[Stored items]
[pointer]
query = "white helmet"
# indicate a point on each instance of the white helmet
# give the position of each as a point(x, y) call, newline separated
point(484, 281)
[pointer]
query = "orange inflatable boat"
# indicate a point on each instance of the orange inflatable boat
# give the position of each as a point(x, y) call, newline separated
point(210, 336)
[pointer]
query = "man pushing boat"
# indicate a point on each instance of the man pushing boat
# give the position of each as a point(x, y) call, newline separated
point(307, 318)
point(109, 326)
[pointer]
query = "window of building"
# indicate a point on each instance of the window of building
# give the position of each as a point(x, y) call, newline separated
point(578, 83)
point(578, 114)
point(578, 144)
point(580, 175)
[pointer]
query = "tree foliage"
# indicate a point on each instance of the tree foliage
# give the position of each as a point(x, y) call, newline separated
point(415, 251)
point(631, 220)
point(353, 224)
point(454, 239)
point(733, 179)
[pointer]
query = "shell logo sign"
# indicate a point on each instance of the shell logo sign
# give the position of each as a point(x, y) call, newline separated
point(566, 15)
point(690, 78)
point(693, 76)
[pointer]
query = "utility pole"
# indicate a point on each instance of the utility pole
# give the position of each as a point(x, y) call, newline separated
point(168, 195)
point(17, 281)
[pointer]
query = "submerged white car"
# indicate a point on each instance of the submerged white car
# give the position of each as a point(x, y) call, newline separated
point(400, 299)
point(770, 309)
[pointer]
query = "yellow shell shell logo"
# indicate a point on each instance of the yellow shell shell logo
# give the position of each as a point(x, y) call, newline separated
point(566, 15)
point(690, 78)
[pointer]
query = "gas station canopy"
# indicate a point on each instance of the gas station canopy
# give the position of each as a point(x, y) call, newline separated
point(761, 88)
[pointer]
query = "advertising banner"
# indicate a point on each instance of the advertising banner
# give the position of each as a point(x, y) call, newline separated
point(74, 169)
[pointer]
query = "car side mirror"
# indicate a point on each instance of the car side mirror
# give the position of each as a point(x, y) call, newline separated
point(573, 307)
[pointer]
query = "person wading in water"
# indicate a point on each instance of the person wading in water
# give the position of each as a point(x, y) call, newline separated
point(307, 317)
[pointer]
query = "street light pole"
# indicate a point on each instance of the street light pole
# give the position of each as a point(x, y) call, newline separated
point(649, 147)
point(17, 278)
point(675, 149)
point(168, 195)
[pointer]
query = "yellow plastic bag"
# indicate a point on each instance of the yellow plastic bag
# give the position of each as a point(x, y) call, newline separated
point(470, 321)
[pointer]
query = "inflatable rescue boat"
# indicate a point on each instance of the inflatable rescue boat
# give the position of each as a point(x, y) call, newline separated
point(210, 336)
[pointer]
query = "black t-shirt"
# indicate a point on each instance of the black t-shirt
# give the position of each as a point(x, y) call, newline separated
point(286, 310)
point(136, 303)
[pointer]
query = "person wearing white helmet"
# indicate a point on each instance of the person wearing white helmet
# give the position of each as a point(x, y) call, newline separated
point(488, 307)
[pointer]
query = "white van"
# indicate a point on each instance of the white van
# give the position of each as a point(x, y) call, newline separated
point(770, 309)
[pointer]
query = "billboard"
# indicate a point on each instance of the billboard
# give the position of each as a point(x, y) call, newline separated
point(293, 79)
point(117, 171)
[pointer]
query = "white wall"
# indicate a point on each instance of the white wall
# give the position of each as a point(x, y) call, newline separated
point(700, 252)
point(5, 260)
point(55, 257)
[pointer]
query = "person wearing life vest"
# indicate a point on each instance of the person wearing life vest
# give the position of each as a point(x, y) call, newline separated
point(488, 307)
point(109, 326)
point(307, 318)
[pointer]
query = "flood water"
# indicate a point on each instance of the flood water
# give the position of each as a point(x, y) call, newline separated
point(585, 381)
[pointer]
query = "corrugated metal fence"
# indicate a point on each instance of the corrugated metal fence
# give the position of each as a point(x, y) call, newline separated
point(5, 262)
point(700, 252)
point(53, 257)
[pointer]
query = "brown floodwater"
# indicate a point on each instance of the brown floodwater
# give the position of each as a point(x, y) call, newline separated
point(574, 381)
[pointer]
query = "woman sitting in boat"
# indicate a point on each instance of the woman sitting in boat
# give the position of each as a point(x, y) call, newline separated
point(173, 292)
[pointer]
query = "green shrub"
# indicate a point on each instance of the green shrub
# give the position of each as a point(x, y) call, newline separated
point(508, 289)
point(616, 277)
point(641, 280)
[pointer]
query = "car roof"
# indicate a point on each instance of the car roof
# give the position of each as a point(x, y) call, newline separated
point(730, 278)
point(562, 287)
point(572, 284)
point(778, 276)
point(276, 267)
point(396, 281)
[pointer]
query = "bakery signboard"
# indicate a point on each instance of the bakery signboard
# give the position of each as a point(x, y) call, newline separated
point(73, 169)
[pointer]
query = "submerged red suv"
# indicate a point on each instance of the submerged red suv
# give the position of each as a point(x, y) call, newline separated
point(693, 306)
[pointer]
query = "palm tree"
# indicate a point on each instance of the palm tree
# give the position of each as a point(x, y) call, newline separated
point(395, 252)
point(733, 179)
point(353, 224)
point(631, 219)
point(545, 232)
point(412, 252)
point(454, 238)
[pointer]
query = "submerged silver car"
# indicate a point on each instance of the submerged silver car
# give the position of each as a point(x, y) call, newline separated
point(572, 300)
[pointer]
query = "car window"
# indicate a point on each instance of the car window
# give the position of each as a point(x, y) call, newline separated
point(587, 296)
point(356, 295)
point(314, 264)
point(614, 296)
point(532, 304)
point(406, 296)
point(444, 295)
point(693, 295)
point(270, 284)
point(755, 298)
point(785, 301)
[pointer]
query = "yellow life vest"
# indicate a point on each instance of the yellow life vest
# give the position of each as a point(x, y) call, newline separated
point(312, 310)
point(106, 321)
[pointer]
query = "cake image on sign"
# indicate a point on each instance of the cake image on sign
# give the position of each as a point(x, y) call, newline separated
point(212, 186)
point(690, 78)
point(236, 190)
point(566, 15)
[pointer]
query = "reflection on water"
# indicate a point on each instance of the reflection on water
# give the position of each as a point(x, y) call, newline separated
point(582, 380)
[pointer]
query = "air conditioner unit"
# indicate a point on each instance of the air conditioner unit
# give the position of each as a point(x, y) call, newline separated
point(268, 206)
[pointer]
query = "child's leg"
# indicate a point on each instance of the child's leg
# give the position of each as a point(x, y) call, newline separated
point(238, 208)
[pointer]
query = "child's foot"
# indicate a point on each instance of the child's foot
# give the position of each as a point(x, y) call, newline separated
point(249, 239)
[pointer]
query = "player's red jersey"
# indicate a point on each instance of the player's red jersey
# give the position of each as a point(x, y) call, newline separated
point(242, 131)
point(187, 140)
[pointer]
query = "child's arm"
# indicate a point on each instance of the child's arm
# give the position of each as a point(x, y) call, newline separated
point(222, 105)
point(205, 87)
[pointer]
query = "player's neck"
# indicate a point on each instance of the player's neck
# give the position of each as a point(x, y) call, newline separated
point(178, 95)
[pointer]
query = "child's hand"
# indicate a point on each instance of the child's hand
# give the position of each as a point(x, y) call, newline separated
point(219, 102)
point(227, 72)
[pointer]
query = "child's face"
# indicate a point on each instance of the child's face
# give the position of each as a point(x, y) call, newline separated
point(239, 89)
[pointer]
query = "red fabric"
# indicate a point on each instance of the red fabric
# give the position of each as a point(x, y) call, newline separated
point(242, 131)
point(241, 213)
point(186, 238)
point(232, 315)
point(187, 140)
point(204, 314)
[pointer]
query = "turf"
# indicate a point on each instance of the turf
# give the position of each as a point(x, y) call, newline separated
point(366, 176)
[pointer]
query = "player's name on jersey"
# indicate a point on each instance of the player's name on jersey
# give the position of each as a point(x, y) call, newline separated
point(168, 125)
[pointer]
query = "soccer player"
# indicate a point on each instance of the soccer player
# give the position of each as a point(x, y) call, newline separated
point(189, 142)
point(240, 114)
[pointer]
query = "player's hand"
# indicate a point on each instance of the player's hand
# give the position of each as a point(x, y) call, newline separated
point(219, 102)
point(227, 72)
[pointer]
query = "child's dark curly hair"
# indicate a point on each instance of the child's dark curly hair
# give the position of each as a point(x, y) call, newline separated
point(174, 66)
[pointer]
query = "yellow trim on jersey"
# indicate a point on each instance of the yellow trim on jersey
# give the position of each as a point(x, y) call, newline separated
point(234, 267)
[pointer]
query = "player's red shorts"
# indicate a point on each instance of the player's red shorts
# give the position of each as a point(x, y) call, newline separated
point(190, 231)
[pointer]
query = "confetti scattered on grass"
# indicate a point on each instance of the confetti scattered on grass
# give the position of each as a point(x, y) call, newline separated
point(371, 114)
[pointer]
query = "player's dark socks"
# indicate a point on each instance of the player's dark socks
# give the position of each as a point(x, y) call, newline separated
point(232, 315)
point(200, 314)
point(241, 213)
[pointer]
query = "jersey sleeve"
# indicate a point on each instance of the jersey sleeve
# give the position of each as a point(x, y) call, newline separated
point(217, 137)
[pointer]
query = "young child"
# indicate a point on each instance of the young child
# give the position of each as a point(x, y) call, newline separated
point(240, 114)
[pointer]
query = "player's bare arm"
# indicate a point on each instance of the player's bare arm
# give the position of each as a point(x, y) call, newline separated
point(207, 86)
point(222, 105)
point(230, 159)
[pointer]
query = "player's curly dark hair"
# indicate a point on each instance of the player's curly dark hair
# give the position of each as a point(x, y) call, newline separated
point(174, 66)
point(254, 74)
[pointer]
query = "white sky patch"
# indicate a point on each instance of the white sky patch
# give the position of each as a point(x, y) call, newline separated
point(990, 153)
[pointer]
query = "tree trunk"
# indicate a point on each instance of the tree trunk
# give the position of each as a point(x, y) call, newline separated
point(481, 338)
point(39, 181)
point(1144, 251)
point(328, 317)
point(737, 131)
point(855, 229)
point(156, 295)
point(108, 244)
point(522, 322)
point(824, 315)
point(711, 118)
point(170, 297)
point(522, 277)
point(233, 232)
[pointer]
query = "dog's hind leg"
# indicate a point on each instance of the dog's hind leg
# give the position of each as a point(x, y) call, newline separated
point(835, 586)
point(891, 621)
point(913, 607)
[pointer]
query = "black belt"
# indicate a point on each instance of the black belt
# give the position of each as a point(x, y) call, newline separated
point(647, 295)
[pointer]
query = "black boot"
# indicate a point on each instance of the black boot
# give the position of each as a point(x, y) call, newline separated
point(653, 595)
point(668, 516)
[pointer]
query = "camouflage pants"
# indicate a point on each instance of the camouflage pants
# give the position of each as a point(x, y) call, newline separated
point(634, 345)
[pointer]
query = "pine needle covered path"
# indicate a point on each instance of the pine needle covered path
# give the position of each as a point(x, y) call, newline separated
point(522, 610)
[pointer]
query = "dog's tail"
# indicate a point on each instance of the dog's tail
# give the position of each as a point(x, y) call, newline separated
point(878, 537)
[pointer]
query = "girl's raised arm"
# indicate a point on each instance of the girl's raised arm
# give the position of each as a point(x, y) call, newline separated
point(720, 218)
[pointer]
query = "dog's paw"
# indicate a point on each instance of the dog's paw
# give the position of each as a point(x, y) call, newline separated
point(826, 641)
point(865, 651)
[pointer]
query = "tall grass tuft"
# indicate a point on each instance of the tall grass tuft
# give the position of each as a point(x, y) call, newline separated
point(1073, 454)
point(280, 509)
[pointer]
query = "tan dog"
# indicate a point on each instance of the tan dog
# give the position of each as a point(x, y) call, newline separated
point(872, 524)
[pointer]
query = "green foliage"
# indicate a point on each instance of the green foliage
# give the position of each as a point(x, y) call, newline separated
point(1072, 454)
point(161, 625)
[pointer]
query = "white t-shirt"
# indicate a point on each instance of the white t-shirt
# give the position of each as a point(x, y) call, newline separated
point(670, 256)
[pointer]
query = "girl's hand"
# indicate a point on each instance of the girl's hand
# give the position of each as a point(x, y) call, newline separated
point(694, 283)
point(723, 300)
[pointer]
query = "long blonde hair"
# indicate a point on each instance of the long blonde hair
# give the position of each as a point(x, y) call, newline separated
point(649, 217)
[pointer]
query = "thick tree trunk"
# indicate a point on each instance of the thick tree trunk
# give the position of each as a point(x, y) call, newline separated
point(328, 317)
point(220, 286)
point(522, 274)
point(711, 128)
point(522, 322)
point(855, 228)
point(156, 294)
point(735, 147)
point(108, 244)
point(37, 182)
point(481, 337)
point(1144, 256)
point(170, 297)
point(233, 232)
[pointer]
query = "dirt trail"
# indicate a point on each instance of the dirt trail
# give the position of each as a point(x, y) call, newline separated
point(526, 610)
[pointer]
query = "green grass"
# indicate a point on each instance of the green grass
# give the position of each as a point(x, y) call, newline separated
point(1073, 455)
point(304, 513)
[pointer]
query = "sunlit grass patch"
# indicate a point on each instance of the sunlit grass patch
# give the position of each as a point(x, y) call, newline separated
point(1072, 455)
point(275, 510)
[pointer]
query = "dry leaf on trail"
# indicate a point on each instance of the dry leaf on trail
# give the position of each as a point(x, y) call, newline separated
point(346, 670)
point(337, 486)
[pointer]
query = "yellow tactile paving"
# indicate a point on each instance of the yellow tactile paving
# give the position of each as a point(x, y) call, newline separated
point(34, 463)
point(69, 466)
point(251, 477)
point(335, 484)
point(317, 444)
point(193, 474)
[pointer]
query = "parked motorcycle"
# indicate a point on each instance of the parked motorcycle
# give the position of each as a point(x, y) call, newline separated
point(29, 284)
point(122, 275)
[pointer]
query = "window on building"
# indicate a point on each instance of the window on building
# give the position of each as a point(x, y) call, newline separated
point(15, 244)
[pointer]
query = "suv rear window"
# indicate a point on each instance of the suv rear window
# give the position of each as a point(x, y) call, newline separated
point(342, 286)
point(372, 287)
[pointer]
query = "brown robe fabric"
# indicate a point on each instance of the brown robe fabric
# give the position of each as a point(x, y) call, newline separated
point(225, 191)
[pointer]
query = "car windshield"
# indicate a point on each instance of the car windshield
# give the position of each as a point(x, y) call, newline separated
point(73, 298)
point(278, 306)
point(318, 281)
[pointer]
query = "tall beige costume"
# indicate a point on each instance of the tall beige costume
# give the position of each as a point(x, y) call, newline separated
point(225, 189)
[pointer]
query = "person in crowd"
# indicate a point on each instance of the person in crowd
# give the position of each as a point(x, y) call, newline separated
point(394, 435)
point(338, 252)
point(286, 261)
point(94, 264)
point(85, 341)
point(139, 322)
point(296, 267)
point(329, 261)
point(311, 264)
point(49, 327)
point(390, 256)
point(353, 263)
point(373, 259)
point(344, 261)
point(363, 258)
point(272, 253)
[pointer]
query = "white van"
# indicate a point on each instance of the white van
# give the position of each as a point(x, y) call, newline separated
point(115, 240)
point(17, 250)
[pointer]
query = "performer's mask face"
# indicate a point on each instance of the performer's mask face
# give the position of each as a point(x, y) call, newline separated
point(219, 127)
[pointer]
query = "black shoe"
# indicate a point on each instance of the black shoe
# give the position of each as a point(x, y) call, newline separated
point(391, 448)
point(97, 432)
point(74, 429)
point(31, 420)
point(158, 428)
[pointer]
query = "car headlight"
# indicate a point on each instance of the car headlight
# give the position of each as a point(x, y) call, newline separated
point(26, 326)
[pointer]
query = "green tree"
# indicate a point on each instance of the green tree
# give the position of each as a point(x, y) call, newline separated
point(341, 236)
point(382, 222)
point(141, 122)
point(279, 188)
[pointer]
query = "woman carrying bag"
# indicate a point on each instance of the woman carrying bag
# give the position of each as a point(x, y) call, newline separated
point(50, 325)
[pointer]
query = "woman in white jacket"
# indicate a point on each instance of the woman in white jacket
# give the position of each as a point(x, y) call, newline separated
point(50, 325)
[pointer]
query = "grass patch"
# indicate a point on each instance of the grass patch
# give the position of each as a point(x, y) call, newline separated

WHAT THIS TASK INVOLVES:
Your answer should be each line of the data that contains the word "needle", copied as it stands.

TASK RESULT:
query = "pine needle covered path"
# indicate a point on each instance of the pine needle covered path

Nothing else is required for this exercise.